Text section:
-- BEGIN --

= Film laboratory =

Facility for film post-production services

A film laboratory is a commercial service enterprise and technical facility for the film industry where specialists develop, print, and conform film material for classical film production and distribution which is based on film material, such as negative and positive, black and white and color, on different film formats: 65-70mm, 35mm, 28mm, 16mm, 9.5mm, 8mm. The film laboratory managers can charge by the footage or by time used while in lab.

== History ==
In the early days of motion pictures, films were processed by winding on flat racks and then dipping in tanks of solution. As films became longer, such methods proved to be too cumbersome.

==Processes==
Exposed motion picture film will be processed according to exact chemical prescriptions at measured temperature as well as over measured time.

-- END --

Point annotation records:
-- BEGIN --

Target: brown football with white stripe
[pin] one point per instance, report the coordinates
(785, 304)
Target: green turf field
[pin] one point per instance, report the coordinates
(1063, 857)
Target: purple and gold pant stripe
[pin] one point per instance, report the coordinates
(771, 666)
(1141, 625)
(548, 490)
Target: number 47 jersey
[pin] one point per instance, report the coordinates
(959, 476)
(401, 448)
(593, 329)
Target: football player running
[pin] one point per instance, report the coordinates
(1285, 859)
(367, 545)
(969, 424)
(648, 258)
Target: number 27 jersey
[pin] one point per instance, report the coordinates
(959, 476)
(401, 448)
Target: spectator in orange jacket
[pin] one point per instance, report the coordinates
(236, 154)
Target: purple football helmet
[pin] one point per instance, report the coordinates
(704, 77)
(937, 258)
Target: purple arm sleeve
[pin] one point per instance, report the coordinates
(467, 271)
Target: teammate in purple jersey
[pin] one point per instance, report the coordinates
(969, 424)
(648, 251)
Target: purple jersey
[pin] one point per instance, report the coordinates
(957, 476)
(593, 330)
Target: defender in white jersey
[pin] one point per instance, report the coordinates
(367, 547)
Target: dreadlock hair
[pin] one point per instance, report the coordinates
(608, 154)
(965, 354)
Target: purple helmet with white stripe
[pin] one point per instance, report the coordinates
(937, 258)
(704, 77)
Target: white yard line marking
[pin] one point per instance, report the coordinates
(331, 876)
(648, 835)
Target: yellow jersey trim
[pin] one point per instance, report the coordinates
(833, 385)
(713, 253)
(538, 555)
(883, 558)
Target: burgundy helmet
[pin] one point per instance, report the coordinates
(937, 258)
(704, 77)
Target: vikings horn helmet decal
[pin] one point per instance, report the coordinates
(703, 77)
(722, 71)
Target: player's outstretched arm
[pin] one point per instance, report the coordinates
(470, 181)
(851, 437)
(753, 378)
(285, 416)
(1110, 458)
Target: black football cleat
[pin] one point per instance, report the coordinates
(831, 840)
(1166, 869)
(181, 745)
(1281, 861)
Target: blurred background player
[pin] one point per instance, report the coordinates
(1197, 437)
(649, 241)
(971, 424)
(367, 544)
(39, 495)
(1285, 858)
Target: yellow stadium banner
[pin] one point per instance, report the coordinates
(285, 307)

-- END --

Work to do:
1 – In the film laboratory text above, what two ways of charging are open to film laboratory managers?
2 – Carry on the film laboratory text from its last sentence, adding the next part of its account of processing.

Outputs for the tasks:
1 – They can charge by the footage or by the time used in the lab.

2 –
After processing there is an original, the camera or picture original, in most cases a negative. From it a first sample is exposed on a motion-picture film printer. Again after processing there is a positive ready for inspection by the production representatives, usually by projection in the dark just like one sees a movie in a theatre.

The film lab thus needs various apparatus from developing equipment and machines, over measuring tools, cutting, editing devices, and printers to different sorts of viewing machinery including classic projectors. Besides there are sensitometers, densitometers, analysers, and array of chemical laboratory items that will help maintaining a level of repeatability of operations. Auxiliary material is also encountered within a film laboratory, for example leader film, plain plastic, to keep a developing machine threaded up.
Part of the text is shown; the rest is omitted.